== Texto proporcionado ==
Elena tiene amigos en Cantón, comparte, que la mantienen informada de las últimas cifras de contagios y de las medidas gubernamentales para combatir la enfermedad.
“No espero que llegue a Venezuela”, indica, esperanzada, sobre el coronavirus.
Verónica Bermúdez, una veinteañera que trabaja como auxiliar en el restaurante, la escucha atentamente. Efusiva, interrumpe a su jefa: “si llega el virus nos vamos a ver muy perjudicados”.
La joven hurga bajo la barra de atención al cliente. Toma y muestra una mascarilla celeste. La tiene a mano en el trabajo desde la semana pasada, cuando una familia de padres y niños de ascendencia asiática, recién llegada de China, comieron en el 838 con evidentes síntomas de gripe.
“No tomé mayores precauciones ese día. La voy a usar si me toca otra vez, no me importa”, acota.
Julio Chang, encargado del restaurante El Nuevo ABC, uno de los más icónicos de la ciudad en su especialidad, desestima el impacto de la fama mundial del coronavirus en sus operaciones.
“Eso está lejos. No creo que llegue”, observa, sentado en una mesa, antes de detener su opinión para saludar y estrechar las manos de tres clientes asiduos.
===
== Información mostrada ==
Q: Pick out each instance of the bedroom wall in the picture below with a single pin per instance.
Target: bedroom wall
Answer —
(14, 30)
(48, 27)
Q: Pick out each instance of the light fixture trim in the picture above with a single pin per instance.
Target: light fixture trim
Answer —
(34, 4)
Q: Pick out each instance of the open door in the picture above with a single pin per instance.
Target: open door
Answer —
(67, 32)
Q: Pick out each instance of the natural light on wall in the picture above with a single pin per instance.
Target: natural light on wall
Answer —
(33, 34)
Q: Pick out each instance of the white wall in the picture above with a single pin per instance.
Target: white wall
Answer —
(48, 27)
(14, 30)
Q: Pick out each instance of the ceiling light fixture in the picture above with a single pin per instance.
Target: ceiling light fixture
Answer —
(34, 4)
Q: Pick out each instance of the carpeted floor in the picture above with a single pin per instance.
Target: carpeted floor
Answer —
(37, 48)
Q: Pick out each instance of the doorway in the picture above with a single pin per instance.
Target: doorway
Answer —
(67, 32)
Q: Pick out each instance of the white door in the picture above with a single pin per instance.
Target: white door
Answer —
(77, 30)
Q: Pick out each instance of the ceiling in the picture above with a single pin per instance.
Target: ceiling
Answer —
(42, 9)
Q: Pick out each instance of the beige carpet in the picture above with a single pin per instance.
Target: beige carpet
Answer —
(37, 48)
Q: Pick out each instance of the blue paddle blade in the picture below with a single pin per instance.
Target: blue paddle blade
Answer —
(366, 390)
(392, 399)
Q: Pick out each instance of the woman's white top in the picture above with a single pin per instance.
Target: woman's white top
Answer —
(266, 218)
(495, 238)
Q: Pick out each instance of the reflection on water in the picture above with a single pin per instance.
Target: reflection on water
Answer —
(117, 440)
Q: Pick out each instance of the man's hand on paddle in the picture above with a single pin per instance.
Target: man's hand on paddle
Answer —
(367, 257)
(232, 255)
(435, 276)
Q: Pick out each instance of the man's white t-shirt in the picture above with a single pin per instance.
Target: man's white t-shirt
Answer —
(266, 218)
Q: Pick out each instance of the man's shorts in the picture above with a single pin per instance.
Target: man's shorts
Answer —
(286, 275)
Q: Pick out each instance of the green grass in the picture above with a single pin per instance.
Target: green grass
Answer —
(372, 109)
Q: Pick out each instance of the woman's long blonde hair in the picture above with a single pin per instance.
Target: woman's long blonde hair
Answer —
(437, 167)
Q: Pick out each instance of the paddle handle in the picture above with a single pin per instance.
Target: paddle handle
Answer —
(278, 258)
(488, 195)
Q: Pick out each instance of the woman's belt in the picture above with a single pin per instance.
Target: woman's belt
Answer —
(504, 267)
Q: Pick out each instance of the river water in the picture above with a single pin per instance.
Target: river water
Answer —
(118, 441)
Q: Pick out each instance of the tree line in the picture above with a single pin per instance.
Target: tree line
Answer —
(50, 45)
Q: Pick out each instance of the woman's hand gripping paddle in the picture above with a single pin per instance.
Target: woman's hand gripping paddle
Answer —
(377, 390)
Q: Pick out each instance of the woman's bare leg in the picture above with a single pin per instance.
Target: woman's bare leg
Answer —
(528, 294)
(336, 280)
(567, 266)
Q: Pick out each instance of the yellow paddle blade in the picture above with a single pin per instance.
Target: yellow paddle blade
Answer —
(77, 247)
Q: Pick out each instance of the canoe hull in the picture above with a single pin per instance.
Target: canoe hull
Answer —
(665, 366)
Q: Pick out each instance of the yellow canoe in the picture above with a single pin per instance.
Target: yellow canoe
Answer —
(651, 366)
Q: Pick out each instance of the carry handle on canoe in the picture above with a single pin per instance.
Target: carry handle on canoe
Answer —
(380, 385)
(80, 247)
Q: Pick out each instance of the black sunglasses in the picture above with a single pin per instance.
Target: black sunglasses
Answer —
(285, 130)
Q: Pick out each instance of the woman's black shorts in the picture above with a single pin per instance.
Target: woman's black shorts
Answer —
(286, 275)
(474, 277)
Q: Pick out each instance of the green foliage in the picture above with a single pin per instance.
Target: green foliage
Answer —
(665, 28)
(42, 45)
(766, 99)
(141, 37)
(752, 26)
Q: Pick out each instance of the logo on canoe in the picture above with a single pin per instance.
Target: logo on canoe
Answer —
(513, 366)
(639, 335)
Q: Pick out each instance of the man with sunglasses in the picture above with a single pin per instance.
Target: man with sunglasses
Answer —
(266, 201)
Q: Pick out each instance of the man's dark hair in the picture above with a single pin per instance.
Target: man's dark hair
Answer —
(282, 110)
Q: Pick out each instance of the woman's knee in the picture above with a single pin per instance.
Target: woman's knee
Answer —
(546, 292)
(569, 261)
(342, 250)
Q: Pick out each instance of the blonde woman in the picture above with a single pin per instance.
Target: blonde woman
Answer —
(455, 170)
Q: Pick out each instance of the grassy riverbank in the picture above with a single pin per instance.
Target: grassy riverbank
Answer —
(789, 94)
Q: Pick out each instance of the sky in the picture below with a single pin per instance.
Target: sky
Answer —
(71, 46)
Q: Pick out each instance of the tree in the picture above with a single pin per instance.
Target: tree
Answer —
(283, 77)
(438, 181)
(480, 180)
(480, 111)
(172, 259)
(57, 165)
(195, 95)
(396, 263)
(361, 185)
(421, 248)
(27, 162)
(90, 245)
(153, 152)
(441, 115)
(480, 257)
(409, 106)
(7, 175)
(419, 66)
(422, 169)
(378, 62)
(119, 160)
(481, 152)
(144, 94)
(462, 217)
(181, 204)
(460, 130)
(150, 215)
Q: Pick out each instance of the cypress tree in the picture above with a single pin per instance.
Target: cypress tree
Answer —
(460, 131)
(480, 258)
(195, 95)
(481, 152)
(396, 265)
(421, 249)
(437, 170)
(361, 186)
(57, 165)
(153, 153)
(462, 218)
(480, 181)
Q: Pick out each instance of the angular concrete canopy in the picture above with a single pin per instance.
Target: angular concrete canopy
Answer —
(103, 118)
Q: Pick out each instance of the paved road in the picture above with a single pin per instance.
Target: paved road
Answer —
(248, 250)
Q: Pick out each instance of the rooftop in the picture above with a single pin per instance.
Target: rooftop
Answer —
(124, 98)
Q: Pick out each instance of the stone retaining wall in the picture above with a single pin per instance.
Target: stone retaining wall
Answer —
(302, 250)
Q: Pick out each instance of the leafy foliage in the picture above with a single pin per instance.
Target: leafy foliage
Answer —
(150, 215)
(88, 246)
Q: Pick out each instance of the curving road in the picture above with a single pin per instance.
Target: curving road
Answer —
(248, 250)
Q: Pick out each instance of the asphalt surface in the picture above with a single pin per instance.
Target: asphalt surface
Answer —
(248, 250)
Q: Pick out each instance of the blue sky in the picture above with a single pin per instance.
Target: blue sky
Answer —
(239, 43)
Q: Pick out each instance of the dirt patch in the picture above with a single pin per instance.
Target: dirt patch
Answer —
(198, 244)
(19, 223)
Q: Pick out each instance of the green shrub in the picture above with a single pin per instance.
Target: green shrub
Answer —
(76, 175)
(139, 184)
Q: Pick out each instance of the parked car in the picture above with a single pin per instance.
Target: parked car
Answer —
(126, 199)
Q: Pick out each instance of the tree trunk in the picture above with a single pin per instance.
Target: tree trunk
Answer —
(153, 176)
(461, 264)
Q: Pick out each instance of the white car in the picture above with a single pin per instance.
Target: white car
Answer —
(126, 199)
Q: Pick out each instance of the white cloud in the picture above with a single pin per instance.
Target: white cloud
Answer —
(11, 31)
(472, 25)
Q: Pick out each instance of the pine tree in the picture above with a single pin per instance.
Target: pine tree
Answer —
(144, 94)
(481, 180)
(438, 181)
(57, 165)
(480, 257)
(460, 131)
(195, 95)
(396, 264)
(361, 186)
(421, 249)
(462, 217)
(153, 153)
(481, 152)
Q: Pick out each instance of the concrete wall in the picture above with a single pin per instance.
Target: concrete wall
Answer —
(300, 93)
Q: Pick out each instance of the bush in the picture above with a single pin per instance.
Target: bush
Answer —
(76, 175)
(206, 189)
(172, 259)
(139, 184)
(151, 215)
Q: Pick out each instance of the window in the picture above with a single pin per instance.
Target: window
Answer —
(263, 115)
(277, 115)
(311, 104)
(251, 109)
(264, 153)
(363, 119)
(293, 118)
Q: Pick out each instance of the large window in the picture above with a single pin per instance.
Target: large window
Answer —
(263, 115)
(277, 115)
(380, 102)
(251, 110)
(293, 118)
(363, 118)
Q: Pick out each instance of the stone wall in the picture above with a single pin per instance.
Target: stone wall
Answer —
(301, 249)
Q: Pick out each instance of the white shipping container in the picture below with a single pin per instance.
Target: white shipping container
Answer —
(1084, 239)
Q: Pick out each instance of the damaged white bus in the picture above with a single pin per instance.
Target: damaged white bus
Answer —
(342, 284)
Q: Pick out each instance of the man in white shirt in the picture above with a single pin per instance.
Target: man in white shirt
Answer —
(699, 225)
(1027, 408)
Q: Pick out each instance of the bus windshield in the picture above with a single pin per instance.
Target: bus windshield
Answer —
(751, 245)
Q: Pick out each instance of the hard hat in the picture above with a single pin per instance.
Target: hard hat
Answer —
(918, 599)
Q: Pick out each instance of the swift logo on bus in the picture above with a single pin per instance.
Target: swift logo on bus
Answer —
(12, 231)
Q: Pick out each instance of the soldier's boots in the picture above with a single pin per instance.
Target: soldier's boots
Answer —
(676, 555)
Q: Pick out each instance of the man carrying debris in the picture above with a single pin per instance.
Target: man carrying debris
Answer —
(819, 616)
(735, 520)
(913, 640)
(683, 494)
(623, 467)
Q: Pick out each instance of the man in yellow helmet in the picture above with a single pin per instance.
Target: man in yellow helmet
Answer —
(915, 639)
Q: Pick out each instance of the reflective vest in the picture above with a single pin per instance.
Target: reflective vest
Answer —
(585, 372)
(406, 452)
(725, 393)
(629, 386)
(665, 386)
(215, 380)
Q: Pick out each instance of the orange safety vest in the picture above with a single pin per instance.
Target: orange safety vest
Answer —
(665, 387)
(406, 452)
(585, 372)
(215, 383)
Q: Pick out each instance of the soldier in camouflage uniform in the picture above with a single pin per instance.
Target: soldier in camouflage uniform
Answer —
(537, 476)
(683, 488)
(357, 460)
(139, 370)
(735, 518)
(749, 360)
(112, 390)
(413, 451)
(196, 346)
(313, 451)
===
Prolonga, por favor, el texto sobre el coronavirus y los restaurantes en Venezuela a partir de su última oración.

Espacio de respuesta |
Chang precisa que no ha instruido a sus cocineros ni meseros a que tomen medidas sanitarias adicionales o extraordinarias desde que surgieron los reportes del coronavirus.
“Aquí, se puede trabajar todavía”, defiende.
Enrique, un empresario chino entrado en sus 70 años, menciona que “todos” los restaurantes de comida asiática, como el suyo, el OK Cosecha, han experimentado un bajón de sus ventas, pero enfatiza en que ello no responde a los temores de sus comensales al coronavirus.
“(La economía) está bajando desde (Hugo) Chávez. Esto ya estaba muerto antes de los enfermos” en China, declara, impetuoso, antes de espantar a la prensa al ingresar un grupo de clientes al local.
Incredulidad en el mercado
Carlos Zhen, de 28 años, bromea con clientes en el angosto -aunque extenso- espacio desde donde vende artículos de limpieza en el bullicioso Mercado Las Pulgas, aledaño al Lago de Maracaibo.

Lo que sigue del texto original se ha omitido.